• MATERIAL
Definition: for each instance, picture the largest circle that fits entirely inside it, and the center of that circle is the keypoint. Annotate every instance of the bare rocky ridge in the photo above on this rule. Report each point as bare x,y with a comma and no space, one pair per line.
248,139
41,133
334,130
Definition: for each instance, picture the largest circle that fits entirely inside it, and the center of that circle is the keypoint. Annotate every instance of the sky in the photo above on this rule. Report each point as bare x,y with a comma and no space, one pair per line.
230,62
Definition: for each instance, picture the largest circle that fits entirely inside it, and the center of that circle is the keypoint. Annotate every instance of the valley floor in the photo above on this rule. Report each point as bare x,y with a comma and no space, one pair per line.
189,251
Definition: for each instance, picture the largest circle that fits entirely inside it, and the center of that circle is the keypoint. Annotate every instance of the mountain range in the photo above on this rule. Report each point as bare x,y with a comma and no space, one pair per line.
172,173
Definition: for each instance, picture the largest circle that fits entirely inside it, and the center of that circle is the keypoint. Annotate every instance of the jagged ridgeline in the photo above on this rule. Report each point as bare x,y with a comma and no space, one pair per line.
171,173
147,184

• WHAT IS NEEDED
Can you lay out every entry above as a numbered list, leaving out any blank lines?

• EXPECTED ANSWER
1. Definition: for each instance, picture the largest circle that fits entirely inside it, and the center of that circle is the keypoint. Annotate every instance of the bare rocky ridge in the photo above on this rule. Report each point as bare x,y with a comma and no space, one pair per line.
2. 248,139
3. 41,133
4. 334,130
5. Definition: for each instance, picture the largest circle that fits entirely inside it, and the center of that circle is the keypoint. Annotate every instance of the sky in the photo above on this rule. Report each point as bare x,y with a comma and no space, one pair per line.
6. 230,62
7. Definition: for each instance, picture the largest circle that fits entirely inside it, and the center of that circle is the keypoint. Annotate every instance of the valley floor in the photo above on this rule. Report each point as bare x,y with a comma and no space, one pair per line.
8. 189,251
9. Definition: for each instance, picture the largest circle that fits entirely inside it, and the center of that circle is the keypoint. Annotate every instance of the mountain range in the photo above on this rule. Report each point as bare x,y with a comma and no space, one pair per line.
10. 172,173
11. Definition: for each instance, picture the largest circle that fits entirely inside it, and the center of that circle is the keypoint. Annotate every instance of the jagged ridgeline in the photo above on this rule. Report each point as bare x,y with a comma and no space, one pair per line.
12. 171,173
13. 147,184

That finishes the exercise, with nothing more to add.